Exercise -> Count the lines in the items below that contain the word "cloth", matching uppercase and lowercase exactly, and give only that number.

### Entries shown ###

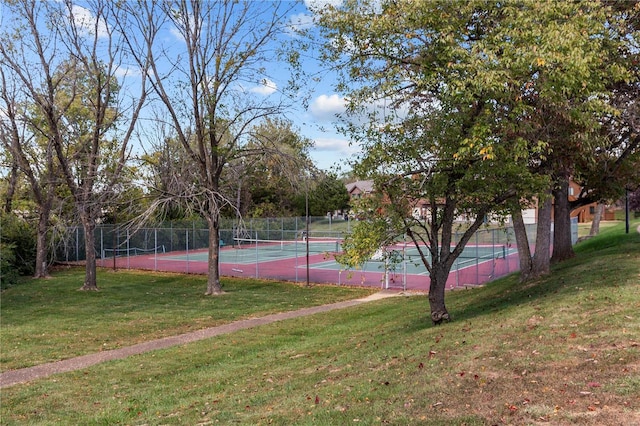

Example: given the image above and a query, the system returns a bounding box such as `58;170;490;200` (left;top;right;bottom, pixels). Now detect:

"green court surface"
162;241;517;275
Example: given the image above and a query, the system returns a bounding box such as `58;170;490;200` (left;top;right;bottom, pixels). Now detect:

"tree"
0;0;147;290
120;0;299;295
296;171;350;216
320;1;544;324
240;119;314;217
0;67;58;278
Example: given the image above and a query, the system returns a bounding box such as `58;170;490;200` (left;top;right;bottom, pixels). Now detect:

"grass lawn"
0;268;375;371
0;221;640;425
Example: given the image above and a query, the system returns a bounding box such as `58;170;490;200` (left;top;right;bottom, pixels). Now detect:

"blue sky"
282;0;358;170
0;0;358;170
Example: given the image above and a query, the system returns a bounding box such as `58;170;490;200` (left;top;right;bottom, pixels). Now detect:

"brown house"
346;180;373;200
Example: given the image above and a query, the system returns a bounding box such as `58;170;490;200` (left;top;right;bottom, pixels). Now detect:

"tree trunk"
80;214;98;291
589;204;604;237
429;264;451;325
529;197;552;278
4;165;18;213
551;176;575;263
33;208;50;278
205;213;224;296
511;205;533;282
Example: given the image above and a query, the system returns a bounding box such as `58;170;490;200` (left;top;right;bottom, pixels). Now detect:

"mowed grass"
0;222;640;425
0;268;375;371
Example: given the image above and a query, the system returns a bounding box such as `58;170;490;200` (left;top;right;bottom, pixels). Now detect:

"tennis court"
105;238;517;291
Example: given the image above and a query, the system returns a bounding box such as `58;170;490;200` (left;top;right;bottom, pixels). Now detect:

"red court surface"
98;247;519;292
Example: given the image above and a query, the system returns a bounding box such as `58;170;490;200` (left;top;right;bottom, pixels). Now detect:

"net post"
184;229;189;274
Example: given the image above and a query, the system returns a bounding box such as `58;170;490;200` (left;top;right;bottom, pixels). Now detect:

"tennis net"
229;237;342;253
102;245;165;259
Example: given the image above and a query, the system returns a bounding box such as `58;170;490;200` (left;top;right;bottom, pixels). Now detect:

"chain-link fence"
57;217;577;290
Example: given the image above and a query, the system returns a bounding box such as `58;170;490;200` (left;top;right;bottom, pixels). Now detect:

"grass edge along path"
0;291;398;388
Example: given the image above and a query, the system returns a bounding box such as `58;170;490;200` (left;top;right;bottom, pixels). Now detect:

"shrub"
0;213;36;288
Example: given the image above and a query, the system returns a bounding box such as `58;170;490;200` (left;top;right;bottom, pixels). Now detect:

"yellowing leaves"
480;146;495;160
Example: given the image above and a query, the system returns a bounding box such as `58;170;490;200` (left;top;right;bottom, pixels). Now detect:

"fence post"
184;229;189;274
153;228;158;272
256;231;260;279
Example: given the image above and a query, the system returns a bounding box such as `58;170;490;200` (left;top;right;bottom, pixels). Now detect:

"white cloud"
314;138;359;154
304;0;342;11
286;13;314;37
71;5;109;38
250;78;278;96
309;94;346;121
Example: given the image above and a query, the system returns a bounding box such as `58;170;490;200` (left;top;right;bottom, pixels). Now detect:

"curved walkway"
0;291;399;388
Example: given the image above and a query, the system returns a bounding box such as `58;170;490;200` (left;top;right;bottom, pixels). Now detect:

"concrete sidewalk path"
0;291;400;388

###
### Entries shown ###

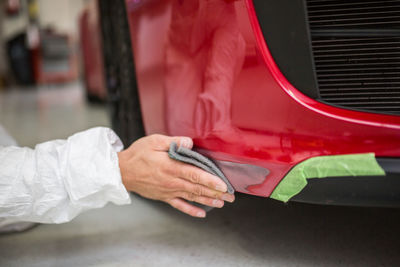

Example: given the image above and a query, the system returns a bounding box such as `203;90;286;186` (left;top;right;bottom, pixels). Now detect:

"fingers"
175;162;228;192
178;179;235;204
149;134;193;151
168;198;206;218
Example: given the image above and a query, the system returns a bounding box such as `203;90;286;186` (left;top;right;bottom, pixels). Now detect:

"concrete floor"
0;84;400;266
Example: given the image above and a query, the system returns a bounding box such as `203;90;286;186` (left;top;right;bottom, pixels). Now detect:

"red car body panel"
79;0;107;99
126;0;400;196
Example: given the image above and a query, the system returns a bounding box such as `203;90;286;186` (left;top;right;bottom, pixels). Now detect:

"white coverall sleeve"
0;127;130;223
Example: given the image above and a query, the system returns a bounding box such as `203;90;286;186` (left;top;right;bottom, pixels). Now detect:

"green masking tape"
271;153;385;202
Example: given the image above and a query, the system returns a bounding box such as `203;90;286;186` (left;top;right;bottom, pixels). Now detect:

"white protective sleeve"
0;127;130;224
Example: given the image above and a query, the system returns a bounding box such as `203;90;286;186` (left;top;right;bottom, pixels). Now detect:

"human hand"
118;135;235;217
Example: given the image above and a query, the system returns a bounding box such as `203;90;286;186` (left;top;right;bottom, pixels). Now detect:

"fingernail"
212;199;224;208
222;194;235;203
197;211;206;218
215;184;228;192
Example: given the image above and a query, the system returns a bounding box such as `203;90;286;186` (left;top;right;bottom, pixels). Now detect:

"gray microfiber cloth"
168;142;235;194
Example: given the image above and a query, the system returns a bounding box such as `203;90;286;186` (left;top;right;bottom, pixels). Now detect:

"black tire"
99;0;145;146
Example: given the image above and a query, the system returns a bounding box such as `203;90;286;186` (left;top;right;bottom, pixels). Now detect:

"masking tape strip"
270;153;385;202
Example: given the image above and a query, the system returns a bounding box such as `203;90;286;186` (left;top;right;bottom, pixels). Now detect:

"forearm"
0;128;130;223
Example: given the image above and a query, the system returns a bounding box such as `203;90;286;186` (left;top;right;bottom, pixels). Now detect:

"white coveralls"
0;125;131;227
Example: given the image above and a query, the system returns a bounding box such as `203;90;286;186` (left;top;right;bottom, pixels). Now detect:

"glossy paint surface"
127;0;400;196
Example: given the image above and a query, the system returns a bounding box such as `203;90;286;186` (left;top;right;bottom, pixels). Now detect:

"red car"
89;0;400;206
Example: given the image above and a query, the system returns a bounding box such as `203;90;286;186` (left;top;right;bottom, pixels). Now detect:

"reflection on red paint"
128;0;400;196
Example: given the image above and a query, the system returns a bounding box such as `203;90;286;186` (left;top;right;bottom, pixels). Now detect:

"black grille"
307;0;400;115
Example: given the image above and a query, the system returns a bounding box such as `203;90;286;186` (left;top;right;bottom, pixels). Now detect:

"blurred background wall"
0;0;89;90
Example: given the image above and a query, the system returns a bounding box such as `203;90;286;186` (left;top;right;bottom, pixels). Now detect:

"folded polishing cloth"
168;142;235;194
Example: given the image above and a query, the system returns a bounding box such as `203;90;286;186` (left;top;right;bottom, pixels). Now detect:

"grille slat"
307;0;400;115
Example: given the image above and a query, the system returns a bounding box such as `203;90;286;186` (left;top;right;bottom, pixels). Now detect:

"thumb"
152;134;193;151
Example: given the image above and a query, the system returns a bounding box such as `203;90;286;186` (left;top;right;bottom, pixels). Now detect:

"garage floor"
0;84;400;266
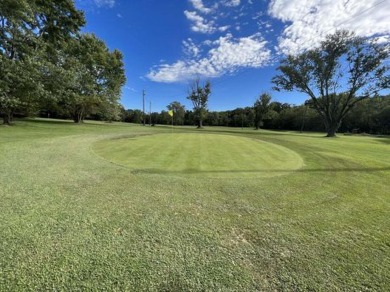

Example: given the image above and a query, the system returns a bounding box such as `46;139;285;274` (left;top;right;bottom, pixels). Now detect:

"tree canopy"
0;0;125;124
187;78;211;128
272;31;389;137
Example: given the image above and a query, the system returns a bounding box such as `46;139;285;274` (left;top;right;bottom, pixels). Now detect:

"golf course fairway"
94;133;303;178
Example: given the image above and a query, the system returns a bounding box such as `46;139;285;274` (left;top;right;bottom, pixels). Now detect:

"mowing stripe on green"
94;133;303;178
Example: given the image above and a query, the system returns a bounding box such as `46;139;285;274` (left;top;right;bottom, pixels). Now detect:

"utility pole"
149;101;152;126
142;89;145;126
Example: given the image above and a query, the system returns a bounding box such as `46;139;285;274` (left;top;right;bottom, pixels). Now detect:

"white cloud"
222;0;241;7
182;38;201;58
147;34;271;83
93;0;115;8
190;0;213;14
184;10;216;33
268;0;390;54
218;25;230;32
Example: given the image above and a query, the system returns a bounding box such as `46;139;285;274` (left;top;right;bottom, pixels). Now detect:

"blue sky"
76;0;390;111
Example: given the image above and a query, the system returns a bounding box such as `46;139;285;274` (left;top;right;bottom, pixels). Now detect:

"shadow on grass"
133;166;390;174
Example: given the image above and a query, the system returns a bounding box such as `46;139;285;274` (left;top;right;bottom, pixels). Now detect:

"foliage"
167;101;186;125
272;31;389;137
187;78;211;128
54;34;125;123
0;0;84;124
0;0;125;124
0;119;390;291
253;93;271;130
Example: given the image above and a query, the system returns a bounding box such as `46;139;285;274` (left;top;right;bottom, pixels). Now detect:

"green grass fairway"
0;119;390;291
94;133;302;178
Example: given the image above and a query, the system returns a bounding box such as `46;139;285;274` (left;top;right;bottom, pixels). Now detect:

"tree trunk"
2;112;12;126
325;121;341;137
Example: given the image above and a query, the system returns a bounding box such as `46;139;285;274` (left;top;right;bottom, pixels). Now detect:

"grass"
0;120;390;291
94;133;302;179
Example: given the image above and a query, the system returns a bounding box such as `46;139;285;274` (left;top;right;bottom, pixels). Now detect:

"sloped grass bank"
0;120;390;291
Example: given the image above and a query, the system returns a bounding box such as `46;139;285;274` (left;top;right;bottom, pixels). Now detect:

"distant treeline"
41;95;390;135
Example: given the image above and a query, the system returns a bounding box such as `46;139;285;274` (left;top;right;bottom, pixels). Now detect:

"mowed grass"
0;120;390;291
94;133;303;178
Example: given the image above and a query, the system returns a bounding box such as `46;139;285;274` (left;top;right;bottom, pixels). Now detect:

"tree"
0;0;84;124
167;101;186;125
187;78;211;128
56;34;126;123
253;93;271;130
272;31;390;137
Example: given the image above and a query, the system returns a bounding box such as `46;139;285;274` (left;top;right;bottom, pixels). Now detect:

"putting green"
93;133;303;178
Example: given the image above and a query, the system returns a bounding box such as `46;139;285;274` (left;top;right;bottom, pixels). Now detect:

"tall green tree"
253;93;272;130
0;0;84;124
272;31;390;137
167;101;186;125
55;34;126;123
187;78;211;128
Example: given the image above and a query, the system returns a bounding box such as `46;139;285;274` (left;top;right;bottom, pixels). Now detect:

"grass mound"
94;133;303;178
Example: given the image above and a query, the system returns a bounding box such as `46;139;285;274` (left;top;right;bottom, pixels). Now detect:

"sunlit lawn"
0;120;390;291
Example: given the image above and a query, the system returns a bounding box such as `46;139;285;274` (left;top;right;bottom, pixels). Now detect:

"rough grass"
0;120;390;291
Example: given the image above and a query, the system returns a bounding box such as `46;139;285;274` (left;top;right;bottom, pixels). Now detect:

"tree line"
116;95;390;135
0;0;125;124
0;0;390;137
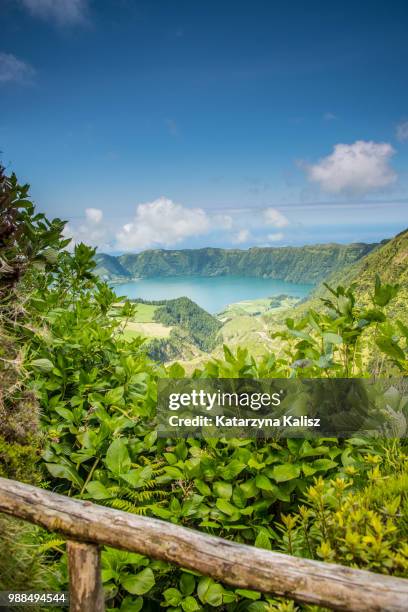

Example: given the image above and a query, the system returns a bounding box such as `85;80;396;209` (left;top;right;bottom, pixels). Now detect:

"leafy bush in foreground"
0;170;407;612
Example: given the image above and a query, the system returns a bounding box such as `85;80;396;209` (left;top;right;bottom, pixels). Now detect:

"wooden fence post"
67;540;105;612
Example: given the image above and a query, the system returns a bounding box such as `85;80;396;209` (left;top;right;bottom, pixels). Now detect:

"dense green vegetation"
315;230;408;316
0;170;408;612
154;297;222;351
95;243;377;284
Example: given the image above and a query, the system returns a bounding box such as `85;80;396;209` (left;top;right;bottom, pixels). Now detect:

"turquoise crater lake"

###

Task output -> 2